▸ **Task goal**
Don't include any picture when you restate the data word for word.

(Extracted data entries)
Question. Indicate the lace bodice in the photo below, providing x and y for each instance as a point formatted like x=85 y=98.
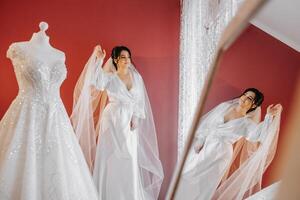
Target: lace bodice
x=39 y=74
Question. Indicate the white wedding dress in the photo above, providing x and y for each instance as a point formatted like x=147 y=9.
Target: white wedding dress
x=203 y=173
x=127 y=165
x=40 y=158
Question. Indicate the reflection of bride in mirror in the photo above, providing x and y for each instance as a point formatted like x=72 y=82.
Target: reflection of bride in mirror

▸ **Result**
Question. Indicate the lace bodice in the photo below, providing x and y for each instance as a point formatted like x=85 y=98.
Target: lace bodice
x=39 y=74
Question. Indicate the white wedding dress in the photo above, providing x and y for each instance as a point formatted like x=147 y=9.
Target: white wedding dress
x=203 y=173
x=127 y=165
x=40 y=158
Question. Indicate the reflection of bride in mirror in the photo above, providing x and y for each instance as a point formatted like x=72 y=82.
Target: reflection of bride in mirror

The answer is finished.